Non resident Indians, that breed once considered a privileged lot, are said to be returning to India in droves; some out of new-found respect for India, others to seize new opportunities and many others victims of recession in the West and the Gulf.
They are confronted by an India that is shockingly different. Yes, the creaking infrastructure, population explosion, pollution and traffic jams are still there; but scratch the surface, and India is a goldmine, a land of opportunities, provided you are ready to grin and bear the minor hiccups.
Bengaluru Airport... times have changed
Two decades ago, landing a job in the Gulf was an average Indian’s biggest wish, next only to getting a green card in the US. Many were ready to pawn their wife’s gold and sell their ancestral property to go and shake the money trees of the Gulf. While ordinary Indians slogged in unliveable cities, commuting like cattle and broke at the end of each month, their Gulf cousins sent piles of notes, gold and electronic goods to their families every month. The situation has reversed now. Well almost. Last week, I had to make a quick dash to India and came back confused and flabbergasted.
My first stop was the city of Bangalore, now renamed
Bengaluru. Formerly known as the pensioner’s paradise, Bangalore is now the favourite pad of geeks, but amid the pockets of IT campuses and gleaming glass buildings, Bangalore is still a laidback and green city, blessed with a salubrious climate, but cursed by choking traffic, thanks to unplanned growth.
The new Bengaluru International Airport, located 35 km from the city
centre, is way too small for a city that is growing on all sides. The lone highway connecting the airport to the city is jammed with traffic, and it takes nearly two hours to reach the city. The Metro, now in finals stages of construction, and several half-completed flyovers, add to the chaos. As you drive through, the only consolation is the vast stretches of greenery and open land on either side.
# # #
→ Work to complete:
1. Extract word for word the part of the piece on Indians returning from abroad that opens with the words containing "My first stop" and closes with "to unplanned growth.".
2. Continue the piece on Indians returning from abroad, starting after its final sentence.
# # #
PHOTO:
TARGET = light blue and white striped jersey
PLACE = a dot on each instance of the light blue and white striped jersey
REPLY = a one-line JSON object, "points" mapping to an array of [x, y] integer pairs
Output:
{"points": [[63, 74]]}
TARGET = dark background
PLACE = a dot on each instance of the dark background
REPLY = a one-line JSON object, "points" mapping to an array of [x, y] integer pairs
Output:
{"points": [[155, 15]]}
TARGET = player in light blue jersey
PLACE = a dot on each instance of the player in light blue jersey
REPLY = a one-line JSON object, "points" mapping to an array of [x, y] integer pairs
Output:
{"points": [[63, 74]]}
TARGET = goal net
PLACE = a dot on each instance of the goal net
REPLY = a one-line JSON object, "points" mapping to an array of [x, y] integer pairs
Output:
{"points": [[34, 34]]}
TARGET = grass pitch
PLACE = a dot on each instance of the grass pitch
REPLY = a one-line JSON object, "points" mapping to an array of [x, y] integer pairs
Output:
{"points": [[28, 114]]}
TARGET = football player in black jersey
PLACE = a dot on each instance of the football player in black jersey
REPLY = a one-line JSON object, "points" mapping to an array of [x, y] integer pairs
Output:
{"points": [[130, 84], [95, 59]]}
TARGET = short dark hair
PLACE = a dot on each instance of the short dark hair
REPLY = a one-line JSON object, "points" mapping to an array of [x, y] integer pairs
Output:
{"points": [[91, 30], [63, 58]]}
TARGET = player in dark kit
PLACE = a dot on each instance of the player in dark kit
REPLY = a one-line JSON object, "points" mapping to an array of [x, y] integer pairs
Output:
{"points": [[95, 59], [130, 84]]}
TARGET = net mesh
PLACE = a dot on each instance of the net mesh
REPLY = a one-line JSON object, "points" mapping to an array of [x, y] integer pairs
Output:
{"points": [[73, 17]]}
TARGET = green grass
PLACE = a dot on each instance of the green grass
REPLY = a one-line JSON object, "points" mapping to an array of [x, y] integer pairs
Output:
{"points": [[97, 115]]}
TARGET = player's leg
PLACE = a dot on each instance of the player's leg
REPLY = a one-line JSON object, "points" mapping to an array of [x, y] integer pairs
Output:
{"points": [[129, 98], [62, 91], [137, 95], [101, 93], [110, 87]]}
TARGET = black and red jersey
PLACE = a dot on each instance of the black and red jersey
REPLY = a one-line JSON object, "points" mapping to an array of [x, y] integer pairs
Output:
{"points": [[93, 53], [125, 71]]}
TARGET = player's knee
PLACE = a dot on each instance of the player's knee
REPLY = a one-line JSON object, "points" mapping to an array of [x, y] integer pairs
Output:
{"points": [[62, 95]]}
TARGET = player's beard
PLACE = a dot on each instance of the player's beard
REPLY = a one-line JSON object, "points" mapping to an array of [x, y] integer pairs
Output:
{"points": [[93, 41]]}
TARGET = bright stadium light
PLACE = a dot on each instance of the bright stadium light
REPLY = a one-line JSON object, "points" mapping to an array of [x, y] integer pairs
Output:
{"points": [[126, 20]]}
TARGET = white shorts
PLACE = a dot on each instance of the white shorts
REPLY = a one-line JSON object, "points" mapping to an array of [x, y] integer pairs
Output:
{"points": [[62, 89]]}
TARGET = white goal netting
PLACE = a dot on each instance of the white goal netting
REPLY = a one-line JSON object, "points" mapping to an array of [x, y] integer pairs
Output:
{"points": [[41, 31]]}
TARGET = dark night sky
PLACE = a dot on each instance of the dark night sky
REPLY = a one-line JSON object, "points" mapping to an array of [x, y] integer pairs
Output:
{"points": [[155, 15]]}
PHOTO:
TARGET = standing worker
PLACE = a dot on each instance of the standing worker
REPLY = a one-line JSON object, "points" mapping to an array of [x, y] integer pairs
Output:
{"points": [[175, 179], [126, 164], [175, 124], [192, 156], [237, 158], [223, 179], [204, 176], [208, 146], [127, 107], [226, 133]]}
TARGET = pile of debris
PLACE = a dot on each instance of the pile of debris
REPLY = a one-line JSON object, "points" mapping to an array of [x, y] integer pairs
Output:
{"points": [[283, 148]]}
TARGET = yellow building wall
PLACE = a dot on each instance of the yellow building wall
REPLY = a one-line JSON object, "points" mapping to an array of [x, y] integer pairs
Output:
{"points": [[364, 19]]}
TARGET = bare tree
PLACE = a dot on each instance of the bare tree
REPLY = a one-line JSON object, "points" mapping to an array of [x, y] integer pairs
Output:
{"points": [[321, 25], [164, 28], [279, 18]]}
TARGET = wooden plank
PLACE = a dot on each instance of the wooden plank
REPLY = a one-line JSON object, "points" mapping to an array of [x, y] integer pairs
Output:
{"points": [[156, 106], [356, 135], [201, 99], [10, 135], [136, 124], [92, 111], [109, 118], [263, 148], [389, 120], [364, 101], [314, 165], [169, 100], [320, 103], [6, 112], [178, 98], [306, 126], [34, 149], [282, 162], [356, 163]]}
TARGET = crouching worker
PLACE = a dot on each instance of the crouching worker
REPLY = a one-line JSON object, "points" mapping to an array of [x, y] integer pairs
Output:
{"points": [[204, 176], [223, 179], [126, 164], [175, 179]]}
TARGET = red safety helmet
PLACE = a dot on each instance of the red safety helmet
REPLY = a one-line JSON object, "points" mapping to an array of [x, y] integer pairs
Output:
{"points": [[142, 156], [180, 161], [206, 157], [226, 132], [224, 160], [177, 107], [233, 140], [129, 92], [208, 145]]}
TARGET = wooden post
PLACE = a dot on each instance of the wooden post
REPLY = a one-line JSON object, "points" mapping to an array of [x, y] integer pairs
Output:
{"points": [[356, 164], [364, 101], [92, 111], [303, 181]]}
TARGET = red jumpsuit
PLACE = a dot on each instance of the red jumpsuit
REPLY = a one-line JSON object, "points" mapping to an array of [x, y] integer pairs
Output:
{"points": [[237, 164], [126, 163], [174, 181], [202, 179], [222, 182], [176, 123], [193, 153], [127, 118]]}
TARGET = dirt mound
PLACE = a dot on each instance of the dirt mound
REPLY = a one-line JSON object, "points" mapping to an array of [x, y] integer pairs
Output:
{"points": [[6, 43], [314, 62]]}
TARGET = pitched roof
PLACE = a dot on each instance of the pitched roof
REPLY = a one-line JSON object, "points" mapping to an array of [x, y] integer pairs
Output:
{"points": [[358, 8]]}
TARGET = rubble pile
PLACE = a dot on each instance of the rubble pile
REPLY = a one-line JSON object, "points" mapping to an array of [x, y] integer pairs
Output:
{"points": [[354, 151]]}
# # #
→ Answers by item number:
1.
My first stop was the city of Bangalore, now renamed
Bengaluru. Formerly known as the pensioner’s paradise, Bangalore is now the favourite pad of geeks, but amid the pockets of IT campuses and gleaming glass buildings, Bangalore is still a laidback and green city, blessed with a salubrious climate, but cursed by choking traffic, thanks to unplanned growth.

2.
To a struggling NRI from Dubai like me, modern India has plenty of shocks in store. First, the three-star hotel in
Bengaluru, located 15 km from the city centre, cost me Rs. 7,000
(AED 565) a night for what they called a suite, which was well below the standard of a two-star Dubai hotel.
There was a time when NRIs felt ecstatic every time they paid in Indian rupees and mentally calculated the sum in Dirhams with great glee. Now, when they convert rupees into
dirhams, it seems like daylight robbery. Eating out, clothing and everything else seems to be overpriced, but the locals are not complaining, generally speaking.
From Bangalore to Bombay, it is just about 90 minutes’ flying time. There are numerous budget and luxury airlines operating in the Indian skies. But try booking a seat, and it is as frustrating as seeking admission in an Indian college. And, by some miracle if you grab a seat, the fares are astronomical enough to make you lose your sanity. A sum of
Rs. 13,400 (AED 1,085) for a one-way fare to Bombay was a rip-off, but our nouveau riche Indian cousins thought nothing of it as they flashed wads of notes at the airport counter.
You land in Mumbai, and a renovated airport comes like a breath of fresh air, a welcome change from the old dilapidated airports. The disorderly traffic and pollution hanging thick in the air almost force the inflight breakfast out of my system. But thankfully, there are air conditioned cabs to shield you from Mumbai’s smells and smoke.
Swanky cars mingle with rickety auto-rickshaws and smoke-belching trucks along the highway that is lined with ground-plus-one slums. But there are signs of prosperity everywhere in the form of elegant glass building and rising towers.
The next day, I make a trip to Navi Mumbai, the satellite city whose airport has been in the offing for over 10 years (and was finally given clearance on November 22) and a sea-link bridge that is still hanging fire. It takes more than 90 minutes to reach my destination on Mumbai-Pune Expressway by car, after traversing through Dharavi slums made famous by the movie Slumdog Millionaire. Asia’s largest slum is still untouched and filthy, despite a plan to convert it into a modern residential township.
In shops, restaurants and malls, Indians are all on a spending spree. This is the new India where inflation is taken for granted, and a new generation has arisen, that thinks less of tomorrow and more of today.
It was time to return to my adopted Gulf city. But finally I found the silver lining. No country can beat India in prices of books and medicines. For one-tenth of the price in most parts of the world you can buy the best of medicines; and for one-third of international price you can buy the best of books. At my age, give me low-priced books and world’s cheapest medicines, and I am ready to make it my home, forever.